Job: All of the material below is to be retyped exactly.

The input:
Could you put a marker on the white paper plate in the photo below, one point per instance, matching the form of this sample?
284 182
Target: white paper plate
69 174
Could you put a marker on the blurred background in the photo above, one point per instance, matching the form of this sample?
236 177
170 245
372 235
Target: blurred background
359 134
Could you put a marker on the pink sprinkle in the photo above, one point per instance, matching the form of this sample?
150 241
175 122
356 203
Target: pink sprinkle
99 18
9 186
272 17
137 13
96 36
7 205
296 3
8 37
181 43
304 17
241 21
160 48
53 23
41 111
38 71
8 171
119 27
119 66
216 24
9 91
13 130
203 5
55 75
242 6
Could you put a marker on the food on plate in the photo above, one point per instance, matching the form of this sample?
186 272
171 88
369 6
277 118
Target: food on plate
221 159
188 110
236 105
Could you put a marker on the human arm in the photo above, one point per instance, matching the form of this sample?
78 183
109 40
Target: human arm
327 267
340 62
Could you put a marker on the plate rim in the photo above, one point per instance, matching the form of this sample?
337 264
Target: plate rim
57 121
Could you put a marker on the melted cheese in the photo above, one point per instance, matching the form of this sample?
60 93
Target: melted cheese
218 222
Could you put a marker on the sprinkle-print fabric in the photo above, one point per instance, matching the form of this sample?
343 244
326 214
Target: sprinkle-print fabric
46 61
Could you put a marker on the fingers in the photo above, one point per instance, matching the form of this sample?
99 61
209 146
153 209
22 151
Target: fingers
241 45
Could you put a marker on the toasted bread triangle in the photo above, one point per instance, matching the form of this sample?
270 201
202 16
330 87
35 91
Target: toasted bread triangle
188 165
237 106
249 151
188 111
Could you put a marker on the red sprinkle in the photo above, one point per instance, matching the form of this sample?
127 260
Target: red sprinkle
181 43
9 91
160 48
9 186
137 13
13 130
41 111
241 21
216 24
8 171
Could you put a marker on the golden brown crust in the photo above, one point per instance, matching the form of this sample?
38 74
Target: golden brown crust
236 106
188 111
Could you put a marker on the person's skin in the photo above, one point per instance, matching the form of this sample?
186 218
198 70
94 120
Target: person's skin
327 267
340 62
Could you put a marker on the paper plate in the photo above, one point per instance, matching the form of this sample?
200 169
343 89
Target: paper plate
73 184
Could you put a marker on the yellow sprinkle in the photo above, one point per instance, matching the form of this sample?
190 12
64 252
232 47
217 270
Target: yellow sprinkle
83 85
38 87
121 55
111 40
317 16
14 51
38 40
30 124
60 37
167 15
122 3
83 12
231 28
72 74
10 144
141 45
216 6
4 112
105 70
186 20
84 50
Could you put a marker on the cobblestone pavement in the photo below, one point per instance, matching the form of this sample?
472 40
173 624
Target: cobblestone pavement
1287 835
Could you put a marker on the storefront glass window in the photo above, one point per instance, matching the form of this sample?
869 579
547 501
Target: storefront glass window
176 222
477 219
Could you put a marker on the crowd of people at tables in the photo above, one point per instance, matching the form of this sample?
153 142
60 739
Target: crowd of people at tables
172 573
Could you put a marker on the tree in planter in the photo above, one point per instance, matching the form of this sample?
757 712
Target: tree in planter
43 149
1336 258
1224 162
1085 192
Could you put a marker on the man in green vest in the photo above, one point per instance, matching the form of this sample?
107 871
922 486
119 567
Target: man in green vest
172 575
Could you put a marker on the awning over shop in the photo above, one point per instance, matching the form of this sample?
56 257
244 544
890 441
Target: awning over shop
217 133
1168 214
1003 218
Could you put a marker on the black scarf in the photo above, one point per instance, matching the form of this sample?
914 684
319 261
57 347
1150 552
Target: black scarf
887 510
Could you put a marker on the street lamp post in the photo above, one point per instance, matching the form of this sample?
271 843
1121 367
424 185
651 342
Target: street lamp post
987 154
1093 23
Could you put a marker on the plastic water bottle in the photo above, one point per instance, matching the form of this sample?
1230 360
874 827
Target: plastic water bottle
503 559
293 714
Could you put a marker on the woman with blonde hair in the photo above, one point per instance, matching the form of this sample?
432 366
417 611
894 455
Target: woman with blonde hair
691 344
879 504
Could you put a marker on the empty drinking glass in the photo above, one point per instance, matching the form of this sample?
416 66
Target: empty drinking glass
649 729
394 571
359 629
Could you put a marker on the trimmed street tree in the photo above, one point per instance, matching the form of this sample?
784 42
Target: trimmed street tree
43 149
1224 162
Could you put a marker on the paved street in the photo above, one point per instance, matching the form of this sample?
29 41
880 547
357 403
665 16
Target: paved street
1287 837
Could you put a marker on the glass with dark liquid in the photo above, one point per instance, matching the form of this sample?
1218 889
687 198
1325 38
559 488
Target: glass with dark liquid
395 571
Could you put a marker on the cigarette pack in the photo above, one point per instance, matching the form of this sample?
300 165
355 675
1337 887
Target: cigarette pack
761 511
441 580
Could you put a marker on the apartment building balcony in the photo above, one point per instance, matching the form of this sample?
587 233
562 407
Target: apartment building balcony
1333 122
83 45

Answer for the task:
Could you put a marker on the white paper plate in the photo below, one point per instance, matching the form of this sample?
284 182
Target: white paper plate
69 174
Could you put a marker on the blurred background in the photo above, one point per instance, matching the form of this sample?
236 177
170 245
372 235
Target: blurred background
359 134
Could you put a marker on the pink sprinkle in the photo above, one point per instance, matching the form of this sample?
150 241
175 122
356 203
Target: pink sprinkle
99 18
9 186
272 17
137 13
96 36
7 205
296 3
8 37
181 43
304 17
241 21
160 48
53 23
41 111
38 71
8 171
119 27
119 66
216 24
9 91
13 130
203 5
55 75
242 6
Could you put a marker on the food on plate in the photo above, one point per instance, matching the form of this sample?
186 272
171 88
369 6
277 118
Target: food on plate
221 159
188 110
236 105
Could you put a marker on the human arm in the photo above, one point per instance, matching the form of this sample?
78 183
109 40
Target: human arm
327 267
340 62
Could you put a marker on the plate rim in the photo above, one point per instance, matching the form of this sample?
337 264
Target: plate rim
57 121
Could you put a marker on the melted cheese in the photo above, one point per instance, matching the form of this sample?
60 93
Target: melted cheese
218 222
Could you put a marker on the sprinkle-print fabric in the photo above, one point per instance, matching the form of this sample?
343 244
326 214
Target: sprinkle-print fabric
46 61
Could you put a marker on the fingers in the photo above, one point per instance, matching the form of this sample?
99 61
209 146
153 209
22 151
Target: fingers
241 45
Could you put a marker on the toasted bread triangle in the photo above, one point per instance, matching the form of this sample?
270 201
202 16
330 87
35 91
Target: toasted bread triangle
188 165
237 106
249 151
188 111
Could you put a marker on the red sprinkle in the photo above, one point per instance, matching the form of this sample?
127 260
Target: red sprinkle
181 43
9 91
160 48
9 186
137 13
13 130
41 111
241 21
216 24
8 171
Could you put a marker on the golden brown crust in the photo above, one point per instance, matching the form of this sample?
38 74
Target: golden brown crust
236 106
188 111
Could you put a marker on the person's skin in the photo above, one point per instance, matching the form of this sample?
186 218
198 70
94 120
Target: person's skin
327 267
340 62
Could you put a marker on the paper plate in the photo above, one point per instance, matching the form of this sample?
200 169
343 89
Target: paper plate
73 184
Could you put a marker on the yellow sprinkle in the photo above, one point per instance, matching the form of this sample?
190 12
64 252
232 47
217 270
Target: yellow sprinkle
83 85
38 87
121 55
111 40
317 16
14 51
38 40
30 124
60 37
167 15
122 3
83 12
231 28
72 74
10 144
141 45
216 6
4 112
105 70
186 20
84 50
Could you put a marker on the cobblestone pavement in the photo below, one point per instance, matching the form of this sample?
472 40
173 624
Target: cobblestone pavement
1287 835
Could you put a marker on the storefront glass window in the photo above, one point per instance, matching the form of this sample?
869 579
547 501
Target: storefront glass window
176 222
477 219
Could you put a marker on the crowd of people at tables in the photo above, one point per instance, matching the form of this sample?
153 142
60 739
Target: crowd of people at tables
172 573
Could you put a marker on the tree in planter in the photo above, one point per instance, matching the form of this sample?
757 712
Target: tree in planter
43 149
1336 258
1224 162
1085 192
Could you put a marker on the man in green vest in the photo above, one point per instance, matching the form of this sample?
107 871
922 486
119 567
Target: man in green vest
172 575
Could you put a marker on the awning over shop in the photo above, one point per instance, matching the form of this sample?
56 257
244 544
890 441
Target: awning over shop
217 133
1168 214
1003 218
Could you put a marker on the black scarf in the photo above, one point per instance, matching the form of this sample?
914 684
319 261
57 347
1150 552
Target: black scarf
887 510
Could you put a marker on the street lamp post in the photo above, one point per instance, matching the form of this sample?
271 843
1121 367
424 185
651 342
Target: street lamp post
987 154
1093 23
Could you put a marker on the plastic water bottle in the photo above, one point per instance, matching the form of this sample?
1230 360
874 827
Target: plastic water bottle
503 559
293 714
Could you put a marker on the woman with blonde hair in the photo above, one point per instance, matching the form of this sample?
432 366
417 611
894 455
Target: woman with blonde hair
691 344
879 504
Could you put a marker on the empty drinking glass in the photo above, one point per instance, matching the form of this sample?
416 66
Target: empty drinking glass
649 729
394 571
359 629
Could you put a marker on the trimmed street tree in the photo above, one point per instance, matching the form of this sample?
784 42
Target: trimmed street tree
43 149
1224 162
Could you put a marker on the paved street in the photo above, one point per instance, matching the form of this sample?
29 41
880 547
357 403
665 16
Target: paved street
1287 837
Could you put a marker on the glass with dark liquid in the photo above, one point per instance, matching the form of this sample?
1218 889
687 198
1325 38
559 488
Target: glass with dark liquid
395 571
Could you put a marker on the cigarette pack in the photo above, one point per instance, matching the form of this sample?
300 165
355 675
1337 887
Target: cigarette pack
761 511
441 580
Could you put a marker on the apartment building balcony in the photo above, one point per instance, matching the form of this sample?
587 233
562 407
Target: apartment building balcony
1333 122
83 45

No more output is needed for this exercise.